◆ TASK TO COMPLETE ◆
Starting at the line with "In this photo, where can the snail antenna" in it, reproduce each line below through the last one, exactly, and include nothing else.

◆ RECORDED INFORMATION ◆
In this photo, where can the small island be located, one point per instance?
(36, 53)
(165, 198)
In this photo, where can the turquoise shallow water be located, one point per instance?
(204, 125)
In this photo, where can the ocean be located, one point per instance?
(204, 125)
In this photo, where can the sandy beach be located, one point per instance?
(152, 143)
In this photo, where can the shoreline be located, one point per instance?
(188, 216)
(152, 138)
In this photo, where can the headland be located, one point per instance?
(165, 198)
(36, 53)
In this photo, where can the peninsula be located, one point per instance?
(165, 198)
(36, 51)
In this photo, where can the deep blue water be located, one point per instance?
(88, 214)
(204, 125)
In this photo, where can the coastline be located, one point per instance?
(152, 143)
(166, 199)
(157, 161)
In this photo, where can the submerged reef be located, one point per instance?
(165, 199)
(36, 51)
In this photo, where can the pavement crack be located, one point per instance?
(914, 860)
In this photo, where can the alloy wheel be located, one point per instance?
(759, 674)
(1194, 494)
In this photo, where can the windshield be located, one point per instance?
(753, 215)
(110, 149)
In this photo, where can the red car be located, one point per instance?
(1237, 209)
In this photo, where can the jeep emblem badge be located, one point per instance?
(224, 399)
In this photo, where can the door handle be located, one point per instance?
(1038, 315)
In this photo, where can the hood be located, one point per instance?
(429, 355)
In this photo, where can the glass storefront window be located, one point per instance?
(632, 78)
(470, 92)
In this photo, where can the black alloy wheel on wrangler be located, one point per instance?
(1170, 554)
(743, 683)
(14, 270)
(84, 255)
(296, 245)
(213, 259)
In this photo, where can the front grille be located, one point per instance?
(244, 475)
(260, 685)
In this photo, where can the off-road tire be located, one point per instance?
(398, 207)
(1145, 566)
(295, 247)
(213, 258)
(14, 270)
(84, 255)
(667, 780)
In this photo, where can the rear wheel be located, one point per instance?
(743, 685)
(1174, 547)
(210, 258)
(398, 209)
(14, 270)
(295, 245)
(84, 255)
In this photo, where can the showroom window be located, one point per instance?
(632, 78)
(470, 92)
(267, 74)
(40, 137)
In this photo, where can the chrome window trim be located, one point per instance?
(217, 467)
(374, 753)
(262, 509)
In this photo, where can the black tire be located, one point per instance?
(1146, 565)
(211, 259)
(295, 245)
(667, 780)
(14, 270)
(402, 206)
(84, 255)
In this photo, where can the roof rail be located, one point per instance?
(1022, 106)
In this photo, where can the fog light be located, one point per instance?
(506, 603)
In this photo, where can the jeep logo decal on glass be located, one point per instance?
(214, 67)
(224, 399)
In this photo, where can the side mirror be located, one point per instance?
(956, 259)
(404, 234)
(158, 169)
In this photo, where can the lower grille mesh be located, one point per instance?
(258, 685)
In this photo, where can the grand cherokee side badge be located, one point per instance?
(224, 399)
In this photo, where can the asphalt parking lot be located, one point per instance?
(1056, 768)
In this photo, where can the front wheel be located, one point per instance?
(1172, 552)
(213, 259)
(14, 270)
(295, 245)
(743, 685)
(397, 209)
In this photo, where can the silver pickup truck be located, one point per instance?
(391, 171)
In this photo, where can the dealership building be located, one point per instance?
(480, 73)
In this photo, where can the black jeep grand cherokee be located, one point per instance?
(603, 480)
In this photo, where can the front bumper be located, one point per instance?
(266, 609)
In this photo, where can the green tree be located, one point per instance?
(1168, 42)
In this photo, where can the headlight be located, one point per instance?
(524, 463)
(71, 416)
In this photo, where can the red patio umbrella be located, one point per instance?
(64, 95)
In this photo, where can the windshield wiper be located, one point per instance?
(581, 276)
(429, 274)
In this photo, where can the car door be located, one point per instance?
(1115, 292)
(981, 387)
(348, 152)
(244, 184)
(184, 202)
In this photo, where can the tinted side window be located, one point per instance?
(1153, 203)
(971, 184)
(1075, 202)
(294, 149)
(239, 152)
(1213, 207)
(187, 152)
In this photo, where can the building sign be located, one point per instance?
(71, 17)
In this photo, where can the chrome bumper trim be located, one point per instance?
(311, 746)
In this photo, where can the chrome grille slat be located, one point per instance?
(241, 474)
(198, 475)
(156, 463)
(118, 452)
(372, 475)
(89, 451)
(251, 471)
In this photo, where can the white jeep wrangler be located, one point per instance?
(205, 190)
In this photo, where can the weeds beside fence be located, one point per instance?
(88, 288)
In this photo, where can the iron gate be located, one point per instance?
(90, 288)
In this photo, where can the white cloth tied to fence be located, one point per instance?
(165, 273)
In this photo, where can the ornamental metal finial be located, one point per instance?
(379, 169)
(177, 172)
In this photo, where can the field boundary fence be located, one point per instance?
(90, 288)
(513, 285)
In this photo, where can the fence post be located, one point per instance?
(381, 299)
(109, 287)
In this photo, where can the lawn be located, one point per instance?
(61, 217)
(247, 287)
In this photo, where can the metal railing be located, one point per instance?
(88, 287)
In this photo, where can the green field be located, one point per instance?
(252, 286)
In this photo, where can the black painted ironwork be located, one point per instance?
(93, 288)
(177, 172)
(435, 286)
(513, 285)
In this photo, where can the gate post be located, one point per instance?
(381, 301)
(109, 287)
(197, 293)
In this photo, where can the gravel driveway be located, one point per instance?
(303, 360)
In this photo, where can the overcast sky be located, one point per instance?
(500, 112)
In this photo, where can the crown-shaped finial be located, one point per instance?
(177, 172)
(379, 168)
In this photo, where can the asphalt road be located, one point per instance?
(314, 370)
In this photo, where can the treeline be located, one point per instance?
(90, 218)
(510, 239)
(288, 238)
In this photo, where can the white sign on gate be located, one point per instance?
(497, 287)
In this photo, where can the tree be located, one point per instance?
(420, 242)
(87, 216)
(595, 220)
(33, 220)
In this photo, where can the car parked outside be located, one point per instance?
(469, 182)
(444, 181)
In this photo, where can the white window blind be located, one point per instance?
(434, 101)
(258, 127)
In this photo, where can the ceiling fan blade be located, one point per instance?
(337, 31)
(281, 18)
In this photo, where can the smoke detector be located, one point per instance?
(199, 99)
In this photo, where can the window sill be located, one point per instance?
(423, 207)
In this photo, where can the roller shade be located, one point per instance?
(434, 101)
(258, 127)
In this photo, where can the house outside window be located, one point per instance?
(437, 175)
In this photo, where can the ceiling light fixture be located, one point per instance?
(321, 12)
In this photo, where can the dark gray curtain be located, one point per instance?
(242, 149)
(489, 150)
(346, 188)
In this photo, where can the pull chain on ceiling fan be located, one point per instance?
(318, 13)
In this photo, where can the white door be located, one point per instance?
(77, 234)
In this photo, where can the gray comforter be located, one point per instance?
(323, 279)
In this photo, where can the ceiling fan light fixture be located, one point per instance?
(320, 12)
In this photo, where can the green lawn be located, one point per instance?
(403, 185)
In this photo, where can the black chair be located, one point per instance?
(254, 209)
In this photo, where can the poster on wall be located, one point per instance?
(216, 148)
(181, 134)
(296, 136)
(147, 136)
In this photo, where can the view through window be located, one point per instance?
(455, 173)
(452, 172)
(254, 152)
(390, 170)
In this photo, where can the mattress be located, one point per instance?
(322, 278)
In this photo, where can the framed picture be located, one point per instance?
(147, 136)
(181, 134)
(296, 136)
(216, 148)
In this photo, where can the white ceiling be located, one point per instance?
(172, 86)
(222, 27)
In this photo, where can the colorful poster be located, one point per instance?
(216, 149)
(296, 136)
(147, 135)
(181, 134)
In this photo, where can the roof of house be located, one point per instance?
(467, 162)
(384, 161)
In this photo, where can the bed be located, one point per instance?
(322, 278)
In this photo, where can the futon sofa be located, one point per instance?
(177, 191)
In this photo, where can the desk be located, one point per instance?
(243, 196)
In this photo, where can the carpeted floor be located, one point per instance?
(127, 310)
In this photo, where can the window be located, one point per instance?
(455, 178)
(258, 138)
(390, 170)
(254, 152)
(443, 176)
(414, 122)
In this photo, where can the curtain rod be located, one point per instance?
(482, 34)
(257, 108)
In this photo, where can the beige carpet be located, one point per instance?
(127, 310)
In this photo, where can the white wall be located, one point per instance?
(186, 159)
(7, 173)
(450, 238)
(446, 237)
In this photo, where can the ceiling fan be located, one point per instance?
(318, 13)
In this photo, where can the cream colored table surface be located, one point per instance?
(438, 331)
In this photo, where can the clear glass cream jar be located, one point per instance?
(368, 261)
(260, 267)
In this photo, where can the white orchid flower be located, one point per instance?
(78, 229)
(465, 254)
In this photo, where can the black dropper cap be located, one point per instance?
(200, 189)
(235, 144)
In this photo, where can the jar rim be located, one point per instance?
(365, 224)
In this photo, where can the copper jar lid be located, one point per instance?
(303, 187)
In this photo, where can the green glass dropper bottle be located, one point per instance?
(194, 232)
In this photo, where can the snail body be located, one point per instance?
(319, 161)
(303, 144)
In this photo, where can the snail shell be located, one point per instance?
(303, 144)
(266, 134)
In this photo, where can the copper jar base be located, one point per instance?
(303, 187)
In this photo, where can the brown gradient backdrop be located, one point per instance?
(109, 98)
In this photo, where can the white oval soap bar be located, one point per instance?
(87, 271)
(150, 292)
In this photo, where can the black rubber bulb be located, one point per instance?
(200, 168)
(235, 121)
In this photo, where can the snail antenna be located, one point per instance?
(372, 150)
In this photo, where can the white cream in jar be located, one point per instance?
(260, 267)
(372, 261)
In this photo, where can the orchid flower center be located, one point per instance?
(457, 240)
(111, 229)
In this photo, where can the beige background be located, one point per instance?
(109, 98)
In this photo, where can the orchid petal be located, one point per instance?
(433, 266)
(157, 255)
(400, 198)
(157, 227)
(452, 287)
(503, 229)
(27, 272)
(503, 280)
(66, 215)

◆ EXERCISE RESULT ◆
In this photo, where can the snail antenna be located, one point per instance?
(372, 150)
In this photo, where can the white cream in jar be located, one point per instance?
(260, 267)
(372, 261)
In this photo, where can the orchid flower center be located, one point per instance?
(457, 240)
(111, 229)
In this photo, where can the beige background be located, one point per instance?
(109, 98)
In this photo, where can the orchid petal be located, one point per instance?
(433, 266)
(157, 255)
(400, 198)
(157, 227)
(452, 287)
(503, 229)
(27, 272)
(503, 280)
(66, 215)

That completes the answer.